Information contained in this publication is intended for informational purposes only and does not constitute legal advice or opinion, nor is it a substitute for the professional judgment of an attorney.
While everyone has been focusing on COVID-19 and still getting used to homeschooling their children, the Eleventh Circuit released a long-awaited (by some, at least) opinion pertaining to the Employee Retirement Income Security Act of 1974, 29 U.S.C. § 1001 et seq. (ERISA). The March 27, 2020 decision in Williamson v. Travelport, LP, 953 F. 3d 1278 (11th Cir. 2020), clarified the scope of document requests that trigger ERISA’s § 1132(c) penalty provisions and the manner in which such requests must be made.
Section 1132(c) imposes a sanction for an administrator’s failure or refusal to provide information “which [the] administrator is required by this subchapter to furnish to a participant…” The Section’s phrase “by this subchapter” applies to an administrator’s requirement to provide the information identified in ERISA 29 U.S.C. § 1024(b)(4). The documents required for production by an ERISA plan administrator under § 1024(b)(4) include the latest updated summary plan description, the latest annual report, any terminal report, and any bargaining agreement, trust agreement, contract or other instruments under which the plan is established or operated.
Nevertheless, some plaintiffs seek sanctions under § 1132(c) for documents that do not fall within § 1024(b)(4), including historical or original documents, and documents underlying a pension plan benefit calculation, among others.

_ _ _ _ _

» Your objective:
Copy the stretch of the ERISA article from "Information contained in" through "of an attorney.", substituting "legal counsel" for "legal advice".

_ _ _ _ _

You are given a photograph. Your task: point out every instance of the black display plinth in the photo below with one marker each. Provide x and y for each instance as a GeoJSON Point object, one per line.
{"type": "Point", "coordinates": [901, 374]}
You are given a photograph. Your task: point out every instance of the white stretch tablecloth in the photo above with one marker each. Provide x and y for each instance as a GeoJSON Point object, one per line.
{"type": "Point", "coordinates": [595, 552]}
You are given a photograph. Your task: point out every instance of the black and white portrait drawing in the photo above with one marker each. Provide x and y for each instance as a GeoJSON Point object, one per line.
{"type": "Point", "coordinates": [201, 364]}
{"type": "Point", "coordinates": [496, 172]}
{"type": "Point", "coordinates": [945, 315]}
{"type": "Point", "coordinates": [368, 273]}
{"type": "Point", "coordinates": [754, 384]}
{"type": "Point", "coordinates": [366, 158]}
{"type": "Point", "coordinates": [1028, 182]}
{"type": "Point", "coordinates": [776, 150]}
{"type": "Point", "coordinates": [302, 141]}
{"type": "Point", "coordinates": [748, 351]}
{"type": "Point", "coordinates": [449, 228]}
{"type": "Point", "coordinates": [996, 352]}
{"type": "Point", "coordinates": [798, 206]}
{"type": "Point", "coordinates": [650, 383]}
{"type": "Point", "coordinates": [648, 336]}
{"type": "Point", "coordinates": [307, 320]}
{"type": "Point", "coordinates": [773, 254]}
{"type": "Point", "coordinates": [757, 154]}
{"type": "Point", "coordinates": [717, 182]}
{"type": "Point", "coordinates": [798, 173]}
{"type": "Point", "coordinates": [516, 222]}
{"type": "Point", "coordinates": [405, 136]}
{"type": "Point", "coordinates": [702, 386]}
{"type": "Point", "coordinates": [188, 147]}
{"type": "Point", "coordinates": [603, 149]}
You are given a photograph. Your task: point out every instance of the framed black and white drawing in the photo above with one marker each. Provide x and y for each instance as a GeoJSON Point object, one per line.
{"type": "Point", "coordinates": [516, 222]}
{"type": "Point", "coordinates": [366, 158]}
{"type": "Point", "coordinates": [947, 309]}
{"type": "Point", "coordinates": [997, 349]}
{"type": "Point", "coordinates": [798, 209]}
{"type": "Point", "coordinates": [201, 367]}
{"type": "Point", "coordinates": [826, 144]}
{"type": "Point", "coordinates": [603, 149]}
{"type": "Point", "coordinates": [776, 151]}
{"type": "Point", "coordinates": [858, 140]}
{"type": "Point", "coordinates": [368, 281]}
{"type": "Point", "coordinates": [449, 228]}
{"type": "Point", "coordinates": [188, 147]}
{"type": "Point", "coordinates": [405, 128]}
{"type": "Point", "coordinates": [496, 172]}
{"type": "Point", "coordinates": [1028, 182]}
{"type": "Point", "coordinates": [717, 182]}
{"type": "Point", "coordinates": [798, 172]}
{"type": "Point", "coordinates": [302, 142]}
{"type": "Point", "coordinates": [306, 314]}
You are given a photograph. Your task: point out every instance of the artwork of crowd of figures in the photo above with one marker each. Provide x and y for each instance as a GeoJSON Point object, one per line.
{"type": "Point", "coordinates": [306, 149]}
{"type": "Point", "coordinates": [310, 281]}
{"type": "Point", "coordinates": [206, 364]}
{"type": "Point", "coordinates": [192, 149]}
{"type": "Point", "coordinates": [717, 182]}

_ _ _ _ _

» Your response:
Information contained in this publication is intended for informational purposes only and does not constitute legal counsel or opinion, nor is it a substitute for the professional judgment of an attorney.